In the forum thread on filtering blocked words, please state which character serves as the wildcard letter in the word list.

[Opening Provided passage section]

I have kept filter which filter out some blocked words like ass
, jerk
etc. I have list of such words to compare and block if exist.
some users use them like je*k
, f*ck
so they are not matched with list and words appear on page. Is there any way to overcome this exploit?
similarly for shit
user uses sh/t
. how can I handle such issue?
This is a function that I use on my framework for comments ect, it loads a large list of filters words and uses word boundary's to replace with *
, in the word list I use *
as the wildcard letter so as not to replace words like chickenjerk, when i detect an exploit ill just add it to the list.
/**
* Swear word filtering function, requires a list of words,
* Second parameter reveals *n letters
*
* @param string $str
* @param int $reveal
* @return string
*/
function swear_filter($str, $reveal=null) {
//load words from file, triming any whitespace
//$words = join("|", array_filter(array_map('preg_quote',array_map('trim', file('./path/to/badwords.txt')))));
$words = 'ass|jerk|je*k|f*ck|sh\/t|sh*t*';//<< comment this out when you set path to word list
if($reveal !=null && is_numeric($reveal)){
return preg_replace("/\b($words)\b/uie", '"".substr("$1",0,'.$reveal.').str_repeat("*",strlen("$1")-'.$reveal.').""', $str);
}else{
return preg_replace("/\b($words)\b/uie", '"".str_repeat("*",strlen("$1")).""', $str);
}
}
//I like chickenjerk, you **** **** ***
echo swear_filter('I like chickenjerk, you jerk sh/t ass.');
//I like chickenjerk, you j*** s*** a**.
echo swear_filter('I like chickenjerk, you jerk sh/t ass.', 1); //with reveal
Hope it helps.
If you are checking individual words you can use levenshtein()
if (!ctype_alpha($text) && levenshtein('shit', $text) === 1) {
//match
}

[Closing Provided passage section]
[Opening Entries provided section]

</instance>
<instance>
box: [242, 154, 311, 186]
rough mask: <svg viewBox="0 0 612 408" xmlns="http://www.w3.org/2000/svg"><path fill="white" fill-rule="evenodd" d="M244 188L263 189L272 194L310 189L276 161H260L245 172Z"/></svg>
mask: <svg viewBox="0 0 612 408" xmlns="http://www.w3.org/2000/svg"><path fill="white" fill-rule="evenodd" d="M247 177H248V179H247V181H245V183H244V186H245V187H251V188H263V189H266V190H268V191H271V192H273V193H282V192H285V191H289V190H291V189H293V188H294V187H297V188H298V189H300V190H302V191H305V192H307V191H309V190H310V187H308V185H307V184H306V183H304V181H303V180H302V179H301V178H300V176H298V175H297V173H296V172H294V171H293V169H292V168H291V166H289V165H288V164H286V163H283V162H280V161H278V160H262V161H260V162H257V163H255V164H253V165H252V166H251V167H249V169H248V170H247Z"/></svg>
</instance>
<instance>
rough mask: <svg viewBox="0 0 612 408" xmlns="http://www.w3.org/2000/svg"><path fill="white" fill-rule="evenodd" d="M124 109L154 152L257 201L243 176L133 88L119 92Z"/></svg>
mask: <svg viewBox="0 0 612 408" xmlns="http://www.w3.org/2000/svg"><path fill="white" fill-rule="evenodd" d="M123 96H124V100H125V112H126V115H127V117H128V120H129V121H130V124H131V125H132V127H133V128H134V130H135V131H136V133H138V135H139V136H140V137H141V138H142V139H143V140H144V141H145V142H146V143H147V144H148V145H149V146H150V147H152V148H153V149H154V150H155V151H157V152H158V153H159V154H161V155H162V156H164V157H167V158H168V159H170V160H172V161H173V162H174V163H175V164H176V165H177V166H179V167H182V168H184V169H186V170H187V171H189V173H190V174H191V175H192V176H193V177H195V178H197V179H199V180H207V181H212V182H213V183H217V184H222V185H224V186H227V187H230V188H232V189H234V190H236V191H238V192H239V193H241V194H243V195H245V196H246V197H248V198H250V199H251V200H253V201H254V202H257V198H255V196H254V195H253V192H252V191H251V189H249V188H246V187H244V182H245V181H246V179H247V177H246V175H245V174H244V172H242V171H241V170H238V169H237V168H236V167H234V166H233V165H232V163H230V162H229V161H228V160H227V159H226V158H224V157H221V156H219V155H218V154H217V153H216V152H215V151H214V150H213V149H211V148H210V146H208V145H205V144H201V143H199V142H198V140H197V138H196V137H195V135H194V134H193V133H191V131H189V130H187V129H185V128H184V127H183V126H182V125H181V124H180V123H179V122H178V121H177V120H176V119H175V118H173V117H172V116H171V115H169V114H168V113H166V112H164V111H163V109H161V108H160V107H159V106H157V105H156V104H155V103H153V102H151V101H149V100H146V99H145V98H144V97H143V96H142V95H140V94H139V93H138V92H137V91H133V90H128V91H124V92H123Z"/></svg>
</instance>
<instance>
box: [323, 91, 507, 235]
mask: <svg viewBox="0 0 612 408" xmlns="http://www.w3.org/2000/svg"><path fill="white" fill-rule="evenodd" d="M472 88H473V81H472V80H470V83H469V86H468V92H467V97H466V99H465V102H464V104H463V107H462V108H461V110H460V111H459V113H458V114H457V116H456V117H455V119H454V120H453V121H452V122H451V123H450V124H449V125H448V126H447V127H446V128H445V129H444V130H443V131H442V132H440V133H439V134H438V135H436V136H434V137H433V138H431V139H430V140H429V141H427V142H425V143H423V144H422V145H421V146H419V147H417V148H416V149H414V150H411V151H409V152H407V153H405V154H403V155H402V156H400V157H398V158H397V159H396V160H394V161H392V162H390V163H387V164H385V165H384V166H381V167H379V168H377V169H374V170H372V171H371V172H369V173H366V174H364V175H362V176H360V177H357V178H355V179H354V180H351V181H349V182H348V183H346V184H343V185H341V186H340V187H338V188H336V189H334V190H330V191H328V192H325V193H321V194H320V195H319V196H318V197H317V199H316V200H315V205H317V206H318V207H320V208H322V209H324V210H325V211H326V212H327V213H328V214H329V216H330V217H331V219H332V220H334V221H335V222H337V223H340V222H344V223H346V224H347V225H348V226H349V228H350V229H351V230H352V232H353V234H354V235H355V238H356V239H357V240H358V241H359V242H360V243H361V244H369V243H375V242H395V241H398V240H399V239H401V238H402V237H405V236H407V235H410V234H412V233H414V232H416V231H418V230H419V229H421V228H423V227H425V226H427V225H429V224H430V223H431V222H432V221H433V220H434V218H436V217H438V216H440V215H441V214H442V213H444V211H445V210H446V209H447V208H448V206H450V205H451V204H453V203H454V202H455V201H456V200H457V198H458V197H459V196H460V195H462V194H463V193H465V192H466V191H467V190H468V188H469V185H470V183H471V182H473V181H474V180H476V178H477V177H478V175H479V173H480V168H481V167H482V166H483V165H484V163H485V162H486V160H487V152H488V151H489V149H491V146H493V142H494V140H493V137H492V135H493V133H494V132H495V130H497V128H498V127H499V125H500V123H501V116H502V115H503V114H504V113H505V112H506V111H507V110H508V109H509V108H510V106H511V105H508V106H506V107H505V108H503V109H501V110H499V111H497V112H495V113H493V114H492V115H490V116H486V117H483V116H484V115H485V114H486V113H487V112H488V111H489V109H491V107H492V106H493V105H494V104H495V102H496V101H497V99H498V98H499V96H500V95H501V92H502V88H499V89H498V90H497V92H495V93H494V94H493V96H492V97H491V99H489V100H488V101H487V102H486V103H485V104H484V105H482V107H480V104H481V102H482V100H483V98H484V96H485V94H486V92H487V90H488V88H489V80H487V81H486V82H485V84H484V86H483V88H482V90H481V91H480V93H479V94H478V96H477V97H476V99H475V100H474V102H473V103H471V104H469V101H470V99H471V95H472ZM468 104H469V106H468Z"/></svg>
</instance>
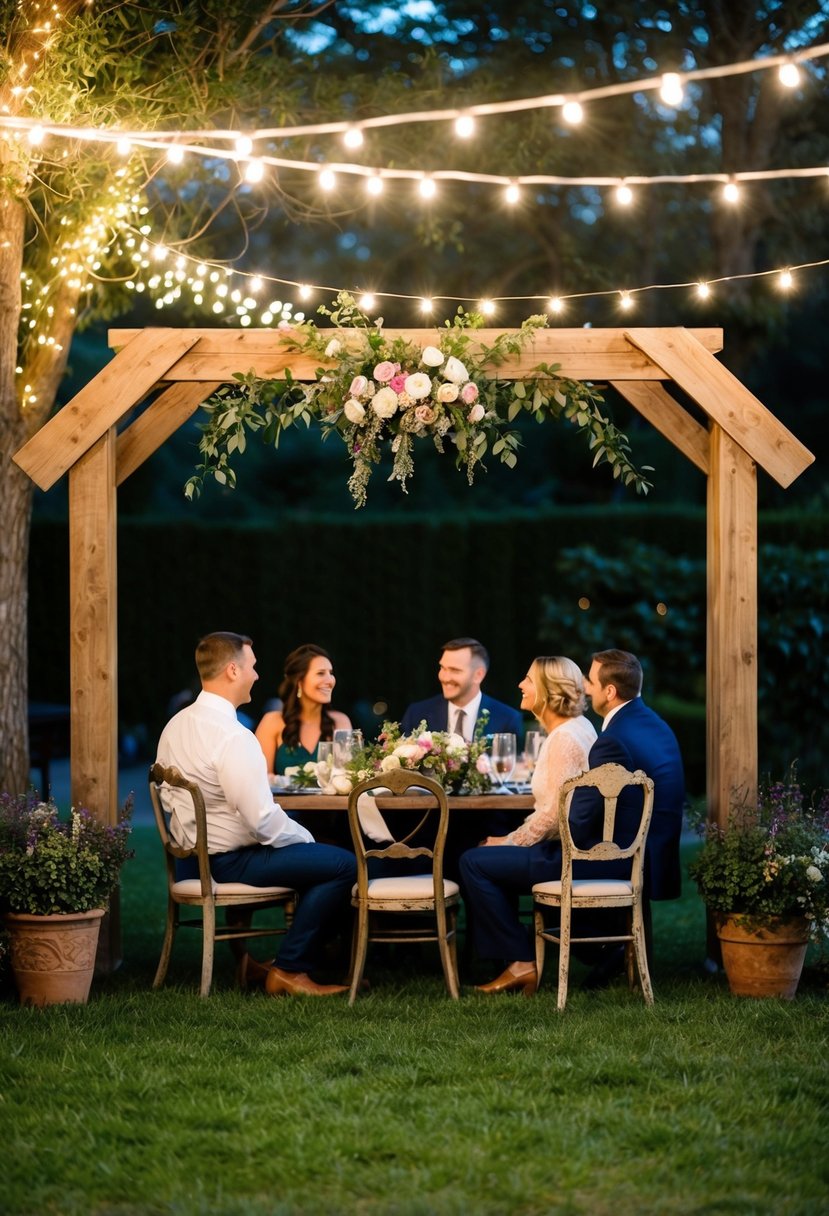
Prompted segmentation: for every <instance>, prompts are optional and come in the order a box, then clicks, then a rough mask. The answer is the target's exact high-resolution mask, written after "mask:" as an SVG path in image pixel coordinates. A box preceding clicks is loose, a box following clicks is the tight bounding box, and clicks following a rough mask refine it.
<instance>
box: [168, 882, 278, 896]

[Closing Entries provided section]

◆ **Exercise result**
The asterisk (*).